• ПОСТАВЛЕННАЯ ЗАДАЧА 1
Повторите слово в слово из отрывка об Ахматовой всё от «В доказательство того, что» и вниз до «в какую-то тяжесть.».
• ПОСТАВЛЕННАЯ ЗАДАЧА 2
Что, согласно приведённым в отрывке об Ахматовой воспоминаниям Виленкина, Анна Андреевна налила ему и себе, вернувшись из кухни?

• ВЫБРАННЫЙ ОТРЫВОК
Лидия Чуковская. «Записки об Анне Ахматовой», М., 1989, стр. 162
   Другой пример.
   В доказательство того, что Ахматова не только «умела внушать страх», но и делала это сознательно (как он выражается, – «сознательно вставала на позицию силы»), Жолковский приводит довольно длинный перечень высказываний свидетелей-мемуаристов. Не последнее место в этом списке занимает такая выписка из воспоминаний В.Я. Виленкина:
   Общение с Анной Андреевной… было нелегким. Трудность эта иногда переходила даже в какую-то тяжесть.
   А вот – весь текст, из которого эта фраза искусственно выдрана:
   Общение с Анной Андреевной при свиданиях с ней с глазу на глаз всегда было нелегким. Трудность эта иногда даже переходила в какую-то тяжесть: уж очень крепким концентратом становились порой ее беседы, с их неожиданными углублениями и поворотами, с их какой-то, как я теперь понимаю, непрерывной, неослабевающей существенностью, то есть, проще говоря, с полным отсутствием болтовни и с невольно возникающим отсюда чувством ответственности за свои собственные слова.
В.Я. Виленкин. «В сто первом зеркале», М., 1990, стр. 24
   Контраст между тем смыслом, который несет в себе эта фраза у Виленкина, и тем, который придает ей Жолковский, становится особенно разительным, когда читаешь у Виленкина на следующих страницах, например, такое:
   Поначалу беседа не клеилась совсем – с моей стороны от полной, как говорят актеры, зажатости, от непреодолимого стеснения, а с ее – очевидно, за неимением никакой дежурной пластинки с заранее приготовленными на сегодня разговорами (такие «пластинки», как известно, водятся у многих писателей, даже очень талантливых; в наших разговорах у нее никогда их не было, хотя кое-что иногда и повторялось невольно).
   Помнится, Немирович-Данченко, Станиславский, даже молчаливый Качалов с первой же встречи начинали меня расспрашивать, кто я и что я, чем живу, где учился и т. д. и т. п. Скажем, Пастернака или, совсем по-другому, Булгакова можно было просто молча слушать, глядя им в рот, хоть часами. А здесь, с Анной Андреевной, которая, вернувшись из кухни, налила мне и себе по чашке черного кофе и вот опять замолчала надолго, я просто не знаю, как себя вести. И вдруг она мне говорит, причем даже не улыбнувшись: «А знаете, с вами сразу легко. С вами можно молчать». И вот тут-то и начался разговор.
Там же, стр. 26
   Еще один пример из того же свидетельского списка. Из воспоминаний Г.Л. Козловской:
   Кстати, о робости… В первые минуты и люди почтенного возраста, и молодые, знаменитые и не знаменитые, почти каждый, знакомясь с ней, робел и лишался обычной непринужденности. Пока она молчала, это бывало даже мучительно.

• ПРЕДОСТАВЛЕННЫЙ МАТЕРИАЛ
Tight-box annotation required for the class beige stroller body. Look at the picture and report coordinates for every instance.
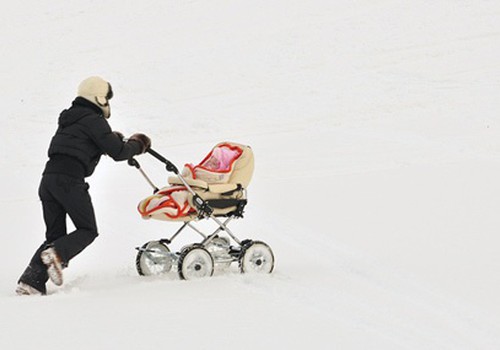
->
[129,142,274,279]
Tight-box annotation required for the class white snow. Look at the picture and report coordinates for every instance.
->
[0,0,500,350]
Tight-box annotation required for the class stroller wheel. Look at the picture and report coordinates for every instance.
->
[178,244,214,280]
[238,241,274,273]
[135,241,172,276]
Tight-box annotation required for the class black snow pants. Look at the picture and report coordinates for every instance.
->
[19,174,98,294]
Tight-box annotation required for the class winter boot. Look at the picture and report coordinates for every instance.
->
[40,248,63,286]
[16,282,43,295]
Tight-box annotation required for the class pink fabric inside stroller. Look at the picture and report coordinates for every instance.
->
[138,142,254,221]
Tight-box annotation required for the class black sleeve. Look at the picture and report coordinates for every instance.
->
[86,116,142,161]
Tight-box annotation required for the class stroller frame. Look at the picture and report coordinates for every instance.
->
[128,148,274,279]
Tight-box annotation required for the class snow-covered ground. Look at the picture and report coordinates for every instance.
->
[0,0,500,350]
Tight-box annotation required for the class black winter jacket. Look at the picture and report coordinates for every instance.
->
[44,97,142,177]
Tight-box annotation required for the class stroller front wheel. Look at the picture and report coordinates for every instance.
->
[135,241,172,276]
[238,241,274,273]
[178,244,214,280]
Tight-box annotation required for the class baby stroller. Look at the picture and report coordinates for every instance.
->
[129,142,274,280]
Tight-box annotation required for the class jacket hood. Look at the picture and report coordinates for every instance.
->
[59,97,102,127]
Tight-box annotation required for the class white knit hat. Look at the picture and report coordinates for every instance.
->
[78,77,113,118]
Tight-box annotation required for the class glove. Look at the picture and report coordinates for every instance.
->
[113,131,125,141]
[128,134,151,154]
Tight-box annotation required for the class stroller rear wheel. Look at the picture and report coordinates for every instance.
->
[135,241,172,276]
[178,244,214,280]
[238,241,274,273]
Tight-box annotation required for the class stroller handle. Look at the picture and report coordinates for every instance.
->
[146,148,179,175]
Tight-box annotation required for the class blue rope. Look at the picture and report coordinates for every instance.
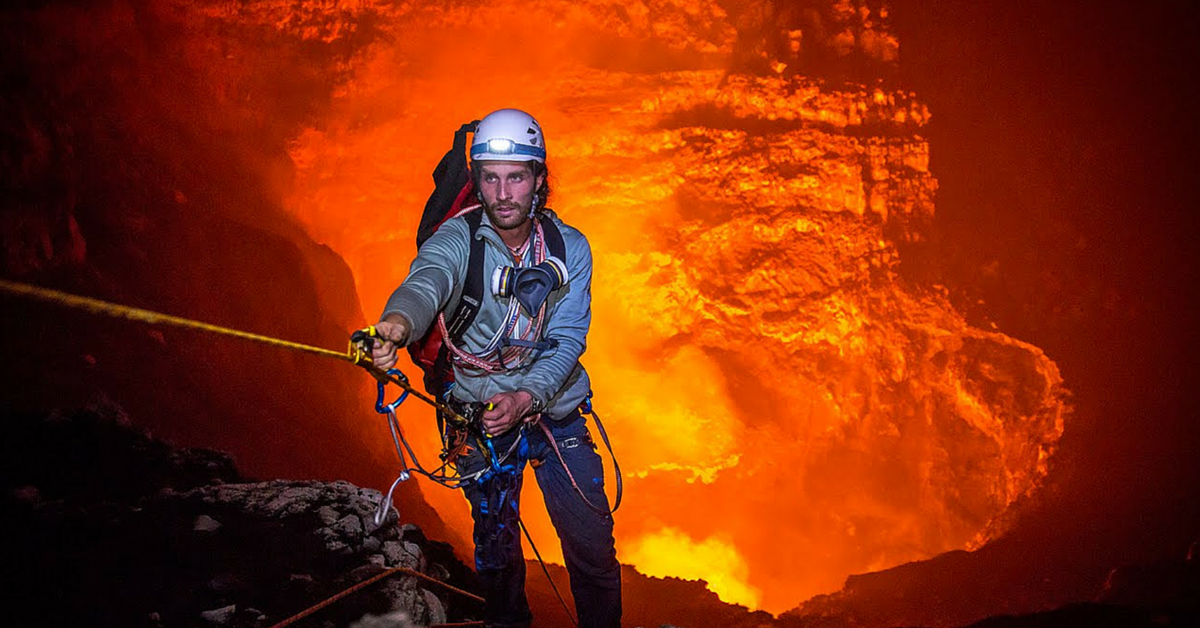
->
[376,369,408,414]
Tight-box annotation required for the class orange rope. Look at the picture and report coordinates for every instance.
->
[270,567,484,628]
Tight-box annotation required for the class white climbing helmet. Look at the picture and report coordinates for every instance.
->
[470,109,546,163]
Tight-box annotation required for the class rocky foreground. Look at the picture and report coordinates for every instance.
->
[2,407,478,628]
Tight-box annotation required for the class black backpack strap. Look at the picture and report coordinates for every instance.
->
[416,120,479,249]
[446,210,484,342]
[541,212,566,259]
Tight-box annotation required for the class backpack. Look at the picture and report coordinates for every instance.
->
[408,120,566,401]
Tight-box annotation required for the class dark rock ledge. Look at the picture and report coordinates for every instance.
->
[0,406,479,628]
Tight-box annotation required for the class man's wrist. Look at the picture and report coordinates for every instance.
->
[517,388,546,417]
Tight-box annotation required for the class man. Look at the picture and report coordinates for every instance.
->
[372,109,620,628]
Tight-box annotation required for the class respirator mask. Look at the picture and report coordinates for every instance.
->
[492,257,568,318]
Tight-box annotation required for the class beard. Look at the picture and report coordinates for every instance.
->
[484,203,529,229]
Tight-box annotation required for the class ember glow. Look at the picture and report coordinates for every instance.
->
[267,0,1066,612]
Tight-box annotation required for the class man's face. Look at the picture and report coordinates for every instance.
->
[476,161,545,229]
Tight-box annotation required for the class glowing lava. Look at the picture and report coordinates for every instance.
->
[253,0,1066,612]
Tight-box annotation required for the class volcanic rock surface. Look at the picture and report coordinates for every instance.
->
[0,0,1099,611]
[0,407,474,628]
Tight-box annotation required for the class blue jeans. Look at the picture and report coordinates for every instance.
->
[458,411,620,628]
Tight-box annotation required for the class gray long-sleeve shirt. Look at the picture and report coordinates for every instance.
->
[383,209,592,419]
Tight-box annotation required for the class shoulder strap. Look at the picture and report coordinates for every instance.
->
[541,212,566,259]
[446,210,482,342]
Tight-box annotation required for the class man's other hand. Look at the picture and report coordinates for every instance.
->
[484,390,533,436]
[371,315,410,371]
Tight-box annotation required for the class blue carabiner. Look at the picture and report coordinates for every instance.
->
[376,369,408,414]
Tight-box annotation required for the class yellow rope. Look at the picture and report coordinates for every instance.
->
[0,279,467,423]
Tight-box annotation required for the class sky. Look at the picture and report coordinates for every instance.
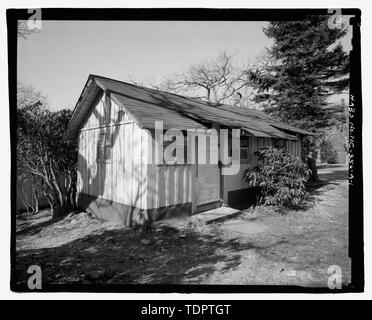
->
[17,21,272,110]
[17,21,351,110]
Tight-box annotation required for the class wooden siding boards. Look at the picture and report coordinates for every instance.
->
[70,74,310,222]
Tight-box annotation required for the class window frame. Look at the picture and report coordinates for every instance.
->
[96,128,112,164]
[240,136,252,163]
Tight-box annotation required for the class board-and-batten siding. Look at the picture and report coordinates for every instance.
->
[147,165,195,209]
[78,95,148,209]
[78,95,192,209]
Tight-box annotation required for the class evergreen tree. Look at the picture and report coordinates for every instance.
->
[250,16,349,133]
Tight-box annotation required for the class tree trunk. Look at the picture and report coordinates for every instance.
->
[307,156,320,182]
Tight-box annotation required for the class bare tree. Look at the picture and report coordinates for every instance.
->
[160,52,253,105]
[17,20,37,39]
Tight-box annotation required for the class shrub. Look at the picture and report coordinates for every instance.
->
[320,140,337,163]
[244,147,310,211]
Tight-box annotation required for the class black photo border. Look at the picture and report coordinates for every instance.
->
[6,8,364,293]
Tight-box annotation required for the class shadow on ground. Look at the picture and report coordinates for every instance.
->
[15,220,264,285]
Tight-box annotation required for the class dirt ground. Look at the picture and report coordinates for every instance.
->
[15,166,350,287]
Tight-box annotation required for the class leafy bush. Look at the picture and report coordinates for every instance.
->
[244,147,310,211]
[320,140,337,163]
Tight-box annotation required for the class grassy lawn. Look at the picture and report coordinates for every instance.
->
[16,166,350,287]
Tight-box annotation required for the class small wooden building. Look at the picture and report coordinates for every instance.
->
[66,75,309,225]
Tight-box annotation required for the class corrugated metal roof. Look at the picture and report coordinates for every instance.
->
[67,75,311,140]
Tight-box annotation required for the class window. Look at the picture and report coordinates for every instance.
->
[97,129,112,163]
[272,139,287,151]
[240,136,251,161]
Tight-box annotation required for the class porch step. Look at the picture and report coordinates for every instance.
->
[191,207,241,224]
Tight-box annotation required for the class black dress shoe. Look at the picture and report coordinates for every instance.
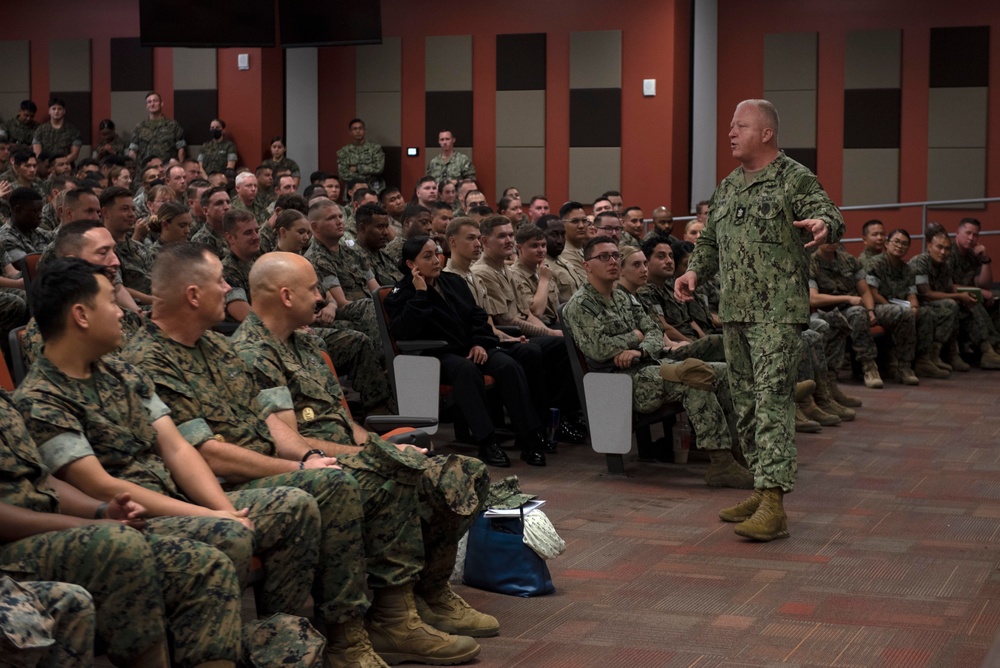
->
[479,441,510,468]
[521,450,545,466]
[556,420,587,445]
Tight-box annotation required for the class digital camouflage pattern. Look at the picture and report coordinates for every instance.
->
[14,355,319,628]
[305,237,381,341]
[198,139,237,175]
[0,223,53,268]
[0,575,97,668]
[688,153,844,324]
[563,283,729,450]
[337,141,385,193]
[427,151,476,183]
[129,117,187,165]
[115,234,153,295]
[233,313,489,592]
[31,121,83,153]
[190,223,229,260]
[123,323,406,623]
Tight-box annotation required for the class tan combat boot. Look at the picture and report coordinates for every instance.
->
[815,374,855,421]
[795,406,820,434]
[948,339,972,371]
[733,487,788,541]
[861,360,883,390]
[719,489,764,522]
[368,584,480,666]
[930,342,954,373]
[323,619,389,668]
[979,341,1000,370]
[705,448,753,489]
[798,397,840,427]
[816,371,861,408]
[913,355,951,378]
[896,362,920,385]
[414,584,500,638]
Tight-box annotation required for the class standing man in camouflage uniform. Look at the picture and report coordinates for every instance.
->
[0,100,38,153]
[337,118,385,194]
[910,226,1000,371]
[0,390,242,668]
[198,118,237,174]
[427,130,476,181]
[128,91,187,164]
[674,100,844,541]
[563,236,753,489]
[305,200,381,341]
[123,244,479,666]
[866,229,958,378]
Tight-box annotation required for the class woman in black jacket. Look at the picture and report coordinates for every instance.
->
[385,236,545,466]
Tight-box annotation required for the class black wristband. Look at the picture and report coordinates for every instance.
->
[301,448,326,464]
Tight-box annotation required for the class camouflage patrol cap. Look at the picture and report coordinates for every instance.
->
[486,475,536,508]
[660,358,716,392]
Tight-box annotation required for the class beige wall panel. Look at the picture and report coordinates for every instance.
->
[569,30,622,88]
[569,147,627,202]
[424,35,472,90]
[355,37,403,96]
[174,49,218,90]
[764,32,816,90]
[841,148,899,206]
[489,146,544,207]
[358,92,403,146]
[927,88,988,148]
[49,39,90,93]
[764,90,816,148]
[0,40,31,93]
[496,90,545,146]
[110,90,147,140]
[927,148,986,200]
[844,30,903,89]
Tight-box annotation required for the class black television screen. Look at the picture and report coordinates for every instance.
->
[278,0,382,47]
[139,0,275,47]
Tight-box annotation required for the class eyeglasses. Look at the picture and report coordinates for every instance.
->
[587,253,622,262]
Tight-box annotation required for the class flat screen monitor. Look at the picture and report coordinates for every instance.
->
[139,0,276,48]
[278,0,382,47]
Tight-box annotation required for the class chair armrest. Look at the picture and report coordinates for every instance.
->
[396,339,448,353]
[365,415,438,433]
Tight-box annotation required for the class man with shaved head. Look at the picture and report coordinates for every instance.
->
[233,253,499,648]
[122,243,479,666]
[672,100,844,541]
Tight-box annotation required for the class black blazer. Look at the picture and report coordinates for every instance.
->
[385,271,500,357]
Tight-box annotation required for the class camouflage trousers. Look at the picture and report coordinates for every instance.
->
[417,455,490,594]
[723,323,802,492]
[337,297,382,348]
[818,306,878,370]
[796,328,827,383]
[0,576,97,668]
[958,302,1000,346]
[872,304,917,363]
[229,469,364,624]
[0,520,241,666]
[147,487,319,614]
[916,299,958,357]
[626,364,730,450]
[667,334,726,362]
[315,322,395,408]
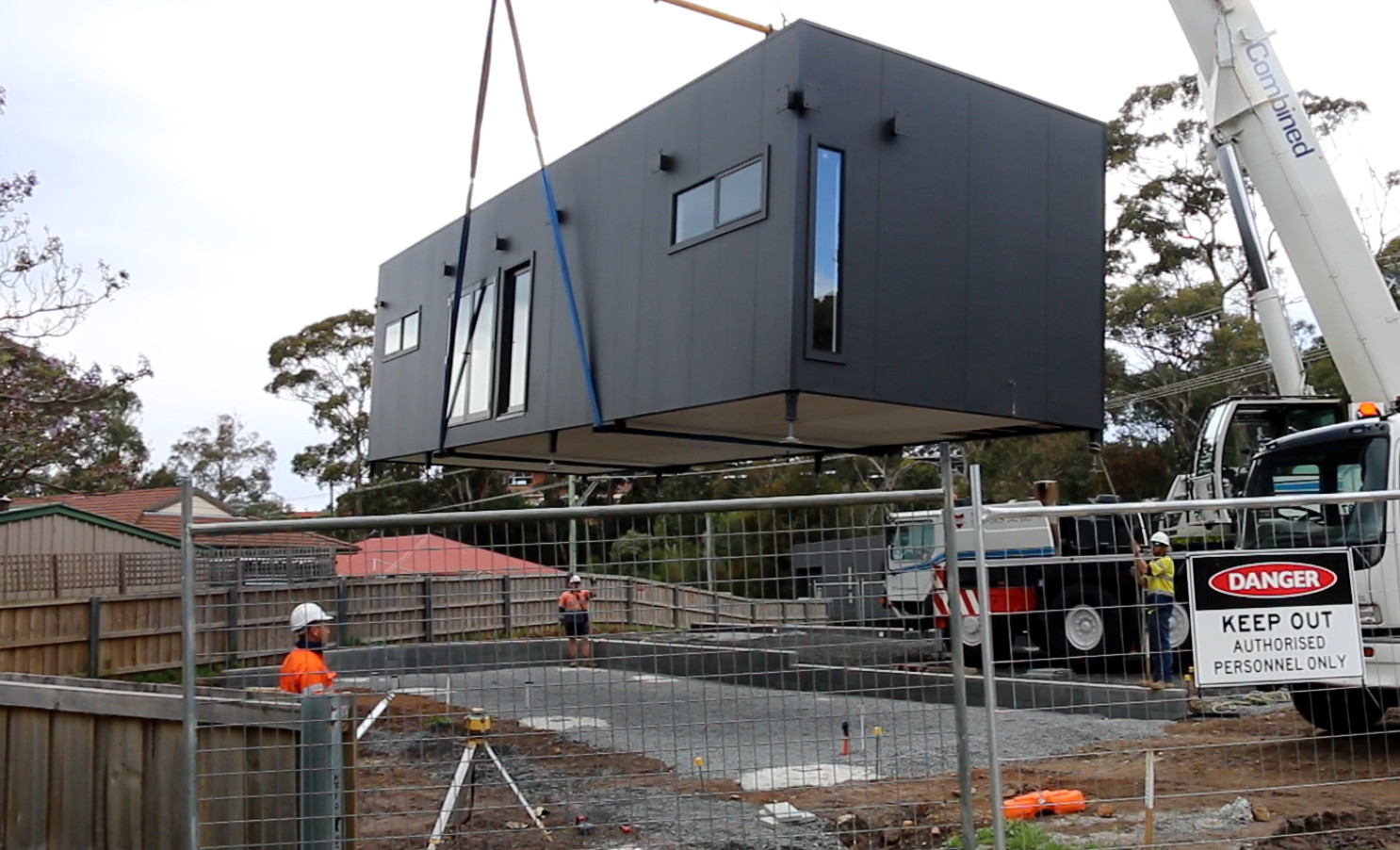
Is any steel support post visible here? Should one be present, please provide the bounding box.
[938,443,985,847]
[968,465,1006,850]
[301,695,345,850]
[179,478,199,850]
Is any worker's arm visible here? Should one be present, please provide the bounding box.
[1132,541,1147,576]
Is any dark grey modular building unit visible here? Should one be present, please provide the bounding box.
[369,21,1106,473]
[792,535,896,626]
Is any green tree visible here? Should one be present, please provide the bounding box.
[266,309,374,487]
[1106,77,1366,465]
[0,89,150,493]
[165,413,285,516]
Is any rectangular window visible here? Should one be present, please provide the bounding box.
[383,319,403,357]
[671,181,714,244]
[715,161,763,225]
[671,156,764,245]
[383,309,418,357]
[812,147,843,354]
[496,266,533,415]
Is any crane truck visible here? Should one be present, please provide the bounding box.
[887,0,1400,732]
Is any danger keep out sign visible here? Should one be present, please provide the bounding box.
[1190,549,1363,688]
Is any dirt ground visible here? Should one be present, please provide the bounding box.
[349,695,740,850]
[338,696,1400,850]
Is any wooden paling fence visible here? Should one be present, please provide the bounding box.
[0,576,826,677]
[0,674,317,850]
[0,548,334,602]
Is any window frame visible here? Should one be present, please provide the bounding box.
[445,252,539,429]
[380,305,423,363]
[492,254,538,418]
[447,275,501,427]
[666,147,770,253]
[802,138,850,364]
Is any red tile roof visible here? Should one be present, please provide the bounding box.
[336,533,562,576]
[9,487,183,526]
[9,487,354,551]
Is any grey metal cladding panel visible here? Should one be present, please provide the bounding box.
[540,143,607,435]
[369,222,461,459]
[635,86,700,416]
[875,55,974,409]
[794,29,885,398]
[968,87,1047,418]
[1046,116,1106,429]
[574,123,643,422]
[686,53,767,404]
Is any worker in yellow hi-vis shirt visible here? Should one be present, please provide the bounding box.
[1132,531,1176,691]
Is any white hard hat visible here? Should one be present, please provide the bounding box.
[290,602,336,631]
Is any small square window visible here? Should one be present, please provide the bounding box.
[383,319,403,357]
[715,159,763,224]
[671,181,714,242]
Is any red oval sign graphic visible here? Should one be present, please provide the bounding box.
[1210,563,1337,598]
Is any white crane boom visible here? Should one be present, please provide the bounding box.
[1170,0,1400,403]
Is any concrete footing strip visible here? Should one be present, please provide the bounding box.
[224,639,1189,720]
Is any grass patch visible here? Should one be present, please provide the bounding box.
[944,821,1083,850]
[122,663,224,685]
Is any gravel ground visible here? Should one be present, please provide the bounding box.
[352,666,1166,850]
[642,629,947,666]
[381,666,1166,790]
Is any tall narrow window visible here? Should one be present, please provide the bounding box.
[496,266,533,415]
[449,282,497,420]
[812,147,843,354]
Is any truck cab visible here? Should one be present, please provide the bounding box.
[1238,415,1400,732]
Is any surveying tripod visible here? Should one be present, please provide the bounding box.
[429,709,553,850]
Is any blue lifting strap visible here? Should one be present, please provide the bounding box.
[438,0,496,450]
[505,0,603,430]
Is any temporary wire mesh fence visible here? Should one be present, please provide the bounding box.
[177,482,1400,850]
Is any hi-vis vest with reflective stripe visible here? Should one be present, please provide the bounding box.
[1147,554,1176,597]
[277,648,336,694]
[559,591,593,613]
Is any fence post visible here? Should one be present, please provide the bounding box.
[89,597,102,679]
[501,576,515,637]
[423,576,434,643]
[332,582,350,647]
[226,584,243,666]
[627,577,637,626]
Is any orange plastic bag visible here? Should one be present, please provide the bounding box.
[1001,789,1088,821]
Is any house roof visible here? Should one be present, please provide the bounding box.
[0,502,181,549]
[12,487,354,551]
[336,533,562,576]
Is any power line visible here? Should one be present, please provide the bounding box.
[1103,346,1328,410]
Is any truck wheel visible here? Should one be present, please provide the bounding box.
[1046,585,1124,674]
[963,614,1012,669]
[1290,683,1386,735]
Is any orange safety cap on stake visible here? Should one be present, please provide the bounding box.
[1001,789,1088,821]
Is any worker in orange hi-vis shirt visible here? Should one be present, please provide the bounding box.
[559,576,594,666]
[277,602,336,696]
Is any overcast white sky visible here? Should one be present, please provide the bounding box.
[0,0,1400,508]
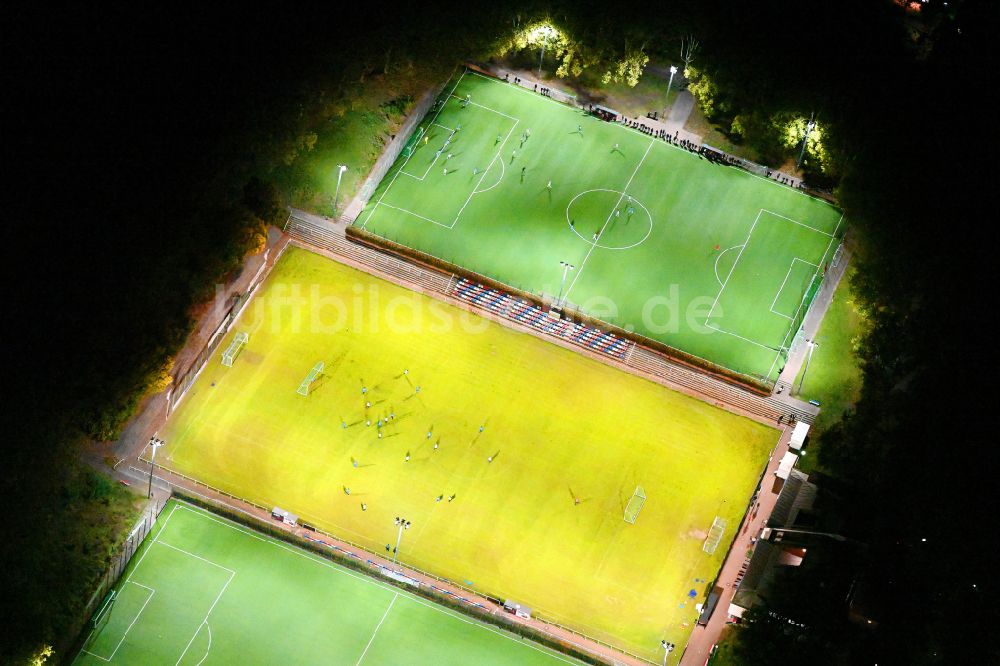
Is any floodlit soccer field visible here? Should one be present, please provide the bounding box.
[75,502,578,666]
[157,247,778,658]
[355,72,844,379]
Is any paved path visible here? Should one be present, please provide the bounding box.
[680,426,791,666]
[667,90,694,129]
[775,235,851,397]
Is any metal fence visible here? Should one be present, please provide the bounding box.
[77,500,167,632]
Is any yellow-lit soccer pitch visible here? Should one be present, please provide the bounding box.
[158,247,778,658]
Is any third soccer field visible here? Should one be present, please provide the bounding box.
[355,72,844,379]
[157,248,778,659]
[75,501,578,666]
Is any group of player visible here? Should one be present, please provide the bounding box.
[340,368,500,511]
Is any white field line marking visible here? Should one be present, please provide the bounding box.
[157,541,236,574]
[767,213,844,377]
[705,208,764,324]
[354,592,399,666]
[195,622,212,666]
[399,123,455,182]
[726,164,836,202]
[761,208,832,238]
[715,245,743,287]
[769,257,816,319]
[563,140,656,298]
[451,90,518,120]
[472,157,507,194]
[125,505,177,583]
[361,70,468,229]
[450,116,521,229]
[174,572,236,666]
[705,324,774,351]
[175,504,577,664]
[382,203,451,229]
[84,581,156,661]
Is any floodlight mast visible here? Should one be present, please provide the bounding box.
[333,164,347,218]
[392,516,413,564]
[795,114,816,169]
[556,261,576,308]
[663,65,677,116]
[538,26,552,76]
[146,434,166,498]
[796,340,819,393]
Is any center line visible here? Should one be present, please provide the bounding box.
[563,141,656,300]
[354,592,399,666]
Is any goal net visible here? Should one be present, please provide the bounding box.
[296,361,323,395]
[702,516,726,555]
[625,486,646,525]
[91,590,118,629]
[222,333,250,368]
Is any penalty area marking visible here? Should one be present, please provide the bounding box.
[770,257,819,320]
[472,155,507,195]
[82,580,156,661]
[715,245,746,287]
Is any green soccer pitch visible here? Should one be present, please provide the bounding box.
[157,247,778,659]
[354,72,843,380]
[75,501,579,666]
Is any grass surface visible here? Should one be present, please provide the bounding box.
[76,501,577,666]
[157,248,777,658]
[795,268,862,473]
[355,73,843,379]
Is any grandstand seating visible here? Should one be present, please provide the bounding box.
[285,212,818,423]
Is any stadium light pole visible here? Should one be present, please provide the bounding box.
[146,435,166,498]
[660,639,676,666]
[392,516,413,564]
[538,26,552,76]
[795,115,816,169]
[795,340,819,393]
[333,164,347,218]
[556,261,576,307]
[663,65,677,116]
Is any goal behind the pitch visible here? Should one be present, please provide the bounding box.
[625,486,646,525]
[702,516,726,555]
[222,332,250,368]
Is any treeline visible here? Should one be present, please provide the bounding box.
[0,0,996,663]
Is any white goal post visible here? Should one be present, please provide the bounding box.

• ОТВЕТ 1
В доказательство того, что Ахматова не только «умела внушать страх», но и делала это сознательно (как он выражается, – «сознательно вставала на позицию силы»), Жолковский приводит довольно длинный перечень высказываний свидетелей-мемуаристов. Не последнее место в этом списке занимает такая выписка из воспоминаний В.Я. Виленкина:
   Общение с Анной Андреевной… было нелегким. Трудность эта иногда переходила даже в какую-то тяжесть.

• ОТВЕТ 2
По чашке черного кофе.